--- Start of Data in this exercise ---

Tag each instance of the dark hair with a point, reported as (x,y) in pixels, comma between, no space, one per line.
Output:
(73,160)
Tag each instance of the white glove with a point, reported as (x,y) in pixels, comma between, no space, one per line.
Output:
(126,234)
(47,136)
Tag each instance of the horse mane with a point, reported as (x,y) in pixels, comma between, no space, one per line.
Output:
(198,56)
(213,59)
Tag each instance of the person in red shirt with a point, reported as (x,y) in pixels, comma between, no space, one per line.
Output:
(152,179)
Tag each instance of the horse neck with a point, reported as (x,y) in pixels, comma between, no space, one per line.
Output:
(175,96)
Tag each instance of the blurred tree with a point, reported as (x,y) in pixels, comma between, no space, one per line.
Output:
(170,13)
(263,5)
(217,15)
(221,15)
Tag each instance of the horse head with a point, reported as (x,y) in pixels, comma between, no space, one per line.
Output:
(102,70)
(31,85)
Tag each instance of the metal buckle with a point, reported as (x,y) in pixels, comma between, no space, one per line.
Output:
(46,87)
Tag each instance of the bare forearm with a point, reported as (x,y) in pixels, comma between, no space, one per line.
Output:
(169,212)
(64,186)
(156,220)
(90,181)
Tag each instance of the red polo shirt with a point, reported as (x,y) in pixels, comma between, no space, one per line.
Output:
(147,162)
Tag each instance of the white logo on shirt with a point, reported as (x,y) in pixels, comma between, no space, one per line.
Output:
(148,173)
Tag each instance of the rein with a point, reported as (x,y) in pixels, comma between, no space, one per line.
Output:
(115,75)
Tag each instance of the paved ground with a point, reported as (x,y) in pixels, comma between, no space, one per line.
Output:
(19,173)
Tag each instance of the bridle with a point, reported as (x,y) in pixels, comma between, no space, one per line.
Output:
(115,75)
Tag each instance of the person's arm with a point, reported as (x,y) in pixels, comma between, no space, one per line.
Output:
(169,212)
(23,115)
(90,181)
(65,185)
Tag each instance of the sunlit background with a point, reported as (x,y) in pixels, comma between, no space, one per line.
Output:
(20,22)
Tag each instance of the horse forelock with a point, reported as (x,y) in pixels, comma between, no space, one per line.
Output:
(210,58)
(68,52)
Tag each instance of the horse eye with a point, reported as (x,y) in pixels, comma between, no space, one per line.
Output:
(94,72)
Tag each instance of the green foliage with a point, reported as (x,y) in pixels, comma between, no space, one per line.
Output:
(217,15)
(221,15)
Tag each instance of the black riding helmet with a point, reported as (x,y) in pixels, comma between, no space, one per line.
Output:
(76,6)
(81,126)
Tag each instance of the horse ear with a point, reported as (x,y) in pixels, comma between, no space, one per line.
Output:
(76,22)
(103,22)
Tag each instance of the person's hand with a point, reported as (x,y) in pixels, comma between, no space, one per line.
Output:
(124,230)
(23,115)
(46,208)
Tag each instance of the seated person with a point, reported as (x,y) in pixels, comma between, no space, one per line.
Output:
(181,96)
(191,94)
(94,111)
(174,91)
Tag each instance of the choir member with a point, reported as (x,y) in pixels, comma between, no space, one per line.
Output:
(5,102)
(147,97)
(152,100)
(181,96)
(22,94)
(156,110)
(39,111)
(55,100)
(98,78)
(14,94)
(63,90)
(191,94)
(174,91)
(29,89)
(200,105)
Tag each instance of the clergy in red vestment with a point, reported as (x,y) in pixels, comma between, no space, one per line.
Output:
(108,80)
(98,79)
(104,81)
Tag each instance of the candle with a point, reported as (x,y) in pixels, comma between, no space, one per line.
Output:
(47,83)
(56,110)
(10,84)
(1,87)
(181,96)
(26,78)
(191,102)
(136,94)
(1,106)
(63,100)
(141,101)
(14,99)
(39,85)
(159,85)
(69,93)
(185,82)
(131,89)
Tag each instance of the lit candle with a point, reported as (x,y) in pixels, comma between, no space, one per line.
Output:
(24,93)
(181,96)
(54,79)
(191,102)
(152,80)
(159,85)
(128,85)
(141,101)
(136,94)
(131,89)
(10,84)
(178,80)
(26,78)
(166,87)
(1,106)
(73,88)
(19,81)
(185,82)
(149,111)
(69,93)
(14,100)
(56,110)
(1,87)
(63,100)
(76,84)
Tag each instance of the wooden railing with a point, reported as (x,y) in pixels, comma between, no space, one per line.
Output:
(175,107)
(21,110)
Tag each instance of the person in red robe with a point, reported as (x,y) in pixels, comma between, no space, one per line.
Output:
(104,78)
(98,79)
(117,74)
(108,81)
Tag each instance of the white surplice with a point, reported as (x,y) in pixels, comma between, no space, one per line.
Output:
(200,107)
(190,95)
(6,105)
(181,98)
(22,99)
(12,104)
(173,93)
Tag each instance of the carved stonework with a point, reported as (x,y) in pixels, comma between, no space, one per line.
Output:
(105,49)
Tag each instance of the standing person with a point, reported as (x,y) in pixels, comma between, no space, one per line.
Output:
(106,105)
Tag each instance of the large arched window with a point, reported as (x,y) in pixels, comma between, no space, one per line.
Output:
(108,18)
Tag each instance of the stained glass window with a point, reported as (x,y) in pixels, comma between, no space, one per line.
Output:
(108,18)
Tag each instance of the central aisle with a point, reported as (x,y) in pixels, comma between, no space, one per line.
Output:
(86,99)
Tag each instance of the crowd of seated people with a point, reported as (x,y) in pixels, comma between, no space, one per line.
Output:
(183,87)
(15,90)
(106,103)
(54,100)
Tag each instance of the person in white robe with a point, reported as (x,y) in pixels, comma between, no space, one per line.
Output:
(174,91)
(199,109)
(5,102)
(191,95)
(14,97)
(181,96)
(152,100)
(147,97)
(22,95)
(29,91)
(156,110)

--- End of Data in this exercise ---
--- Start of Data in this exercise ---

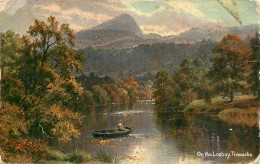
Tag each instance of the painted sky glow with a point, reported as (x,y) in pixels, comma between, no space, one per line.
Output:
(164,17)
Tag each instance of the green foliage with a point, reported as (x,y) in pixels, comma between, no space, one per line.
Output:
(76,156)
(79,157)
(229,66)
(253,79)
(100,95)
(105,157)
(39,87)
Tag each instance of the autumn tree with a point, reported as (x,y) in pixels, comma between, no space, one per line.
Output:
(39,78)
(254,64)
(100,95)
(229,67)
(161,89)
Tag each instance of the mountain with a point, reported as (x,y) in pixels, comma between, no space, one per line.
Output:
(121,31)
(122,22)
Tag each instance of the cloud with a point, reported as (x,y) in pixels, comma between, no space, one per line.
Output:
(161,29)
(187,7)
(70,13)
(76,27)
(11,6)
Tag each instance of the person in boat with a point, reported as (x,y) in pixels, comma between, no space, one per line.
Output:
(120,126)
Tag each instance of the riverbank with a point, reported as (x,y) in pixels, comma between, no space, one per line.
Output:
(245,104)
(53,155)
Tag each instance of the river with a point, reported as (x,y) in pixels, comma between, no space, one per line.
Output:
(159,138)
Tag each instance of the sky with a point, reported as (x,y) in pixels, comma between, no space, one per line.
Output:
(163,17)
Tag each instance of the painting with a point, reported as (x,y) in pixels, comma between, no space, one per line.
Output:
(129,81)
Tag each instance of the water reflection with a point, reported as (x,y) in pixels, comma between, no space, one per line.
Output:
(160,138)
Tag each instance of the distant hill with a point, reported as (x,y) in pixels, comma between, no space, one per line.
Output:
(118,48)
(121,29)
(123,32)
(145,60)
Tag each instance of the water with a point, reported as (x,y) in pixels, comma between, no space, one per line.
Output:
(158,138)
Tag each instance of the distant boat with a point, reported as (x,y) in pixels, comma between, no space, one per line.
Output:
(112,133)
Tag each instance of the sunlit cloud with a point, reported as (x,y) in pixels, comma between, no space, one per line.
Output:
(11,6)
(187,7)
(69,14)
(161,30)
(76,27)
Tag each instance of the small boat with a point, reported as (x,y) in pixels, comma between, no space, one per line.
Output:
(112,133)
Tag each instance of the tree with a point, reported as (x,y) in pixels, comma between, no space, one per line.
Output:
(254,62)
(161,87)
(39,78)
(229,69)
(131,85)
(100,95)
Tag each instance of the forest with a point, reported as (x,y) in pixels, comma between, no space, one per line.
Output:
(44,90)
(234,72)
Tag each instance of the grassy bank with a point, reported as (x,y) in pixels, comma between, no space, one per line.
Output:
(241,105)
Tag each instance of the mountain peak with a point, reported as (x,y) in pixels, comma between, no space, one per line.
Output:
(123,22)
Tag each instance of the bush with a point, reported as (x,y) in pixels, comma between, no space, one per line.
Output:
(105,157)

--- End of Data in this exercise ---
--- Start of Data in this exercise ---

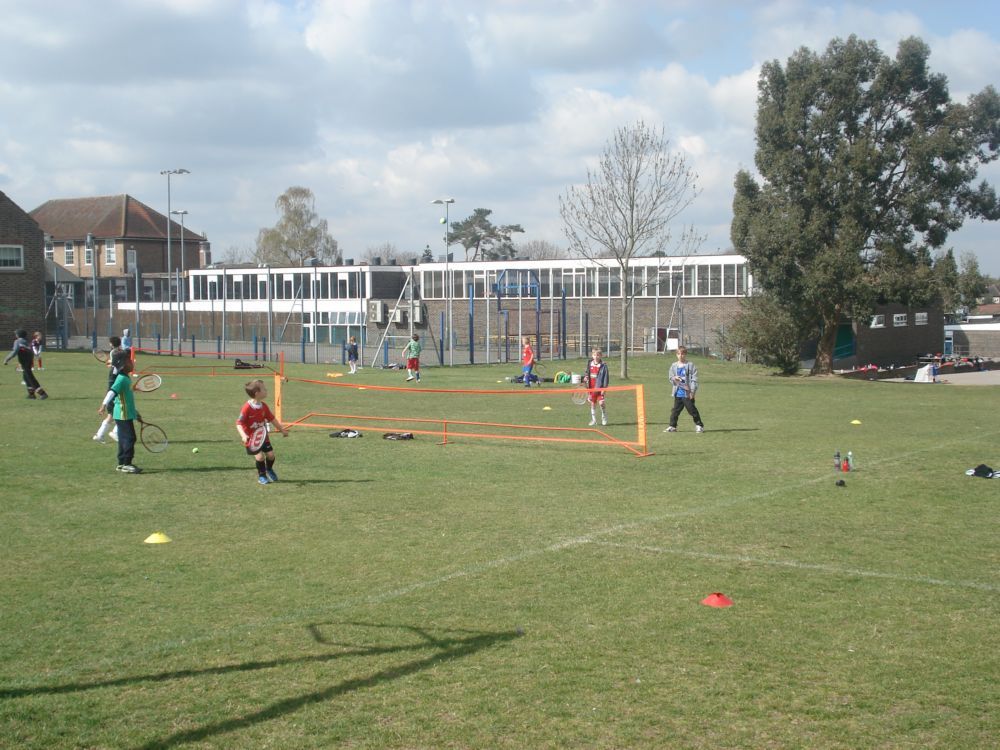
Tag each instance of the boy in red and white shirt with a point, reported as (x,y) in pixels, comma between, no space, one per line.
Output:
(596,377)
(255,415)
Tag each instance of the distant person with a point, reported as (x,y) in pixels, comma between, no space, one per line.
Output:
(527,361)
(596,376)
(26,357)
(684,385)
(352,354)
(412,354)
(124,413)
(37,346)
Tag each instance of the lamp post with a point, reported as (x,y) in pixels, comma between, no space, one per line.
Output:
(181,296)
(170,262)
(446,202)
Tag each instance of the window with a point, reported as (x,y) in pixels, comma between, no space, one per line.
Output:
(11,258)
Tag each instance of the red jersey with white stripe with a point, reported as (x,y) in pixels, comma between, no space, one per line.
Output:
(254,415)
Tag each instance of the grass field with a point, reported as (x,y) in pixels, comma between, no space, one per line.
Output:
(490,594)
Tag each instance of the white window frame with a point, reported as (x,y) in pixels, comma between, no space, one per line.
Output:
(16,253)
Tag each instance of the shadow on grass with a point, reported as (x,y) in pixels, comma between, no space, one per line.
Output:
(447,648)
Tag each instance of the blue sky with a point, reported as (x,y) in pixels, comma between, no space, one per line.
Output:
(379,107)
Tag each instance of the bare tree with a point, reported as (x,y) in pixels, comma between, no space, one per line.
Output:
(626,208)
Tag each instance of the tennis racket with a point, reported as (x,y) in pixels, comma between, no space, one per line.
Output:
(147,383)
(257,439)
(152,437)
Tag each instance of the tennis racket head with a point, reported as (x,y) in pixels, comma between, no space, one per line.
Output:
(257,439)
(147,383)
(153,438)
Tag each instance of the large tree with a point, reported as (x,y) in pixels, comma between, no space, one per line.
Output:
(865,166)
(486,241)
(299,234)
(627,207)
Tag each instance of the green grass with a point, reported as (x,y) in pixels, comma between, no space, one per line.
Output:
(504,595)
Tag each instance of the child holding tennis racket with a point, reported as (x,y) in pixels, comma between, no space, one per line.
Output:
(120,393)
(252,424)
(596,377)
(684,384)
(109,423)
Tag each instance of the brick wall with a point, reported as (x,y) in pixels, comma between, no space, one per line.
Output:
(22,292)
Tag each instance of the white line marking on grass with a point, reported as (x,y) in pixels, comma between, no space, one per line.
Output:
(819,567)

--- End of Data in this exercise ---

__Problem details__
Copy out each row above that contains the string "bare". Case counts.

__Result of the task__
Tag each instance of the bare forearm with a point, reported as (x,y) in pixels, comma between, no space, one per line.
Tag each instance of the bare tree with a point, reported as (x,y) in pixels, comma between, no space, one per line.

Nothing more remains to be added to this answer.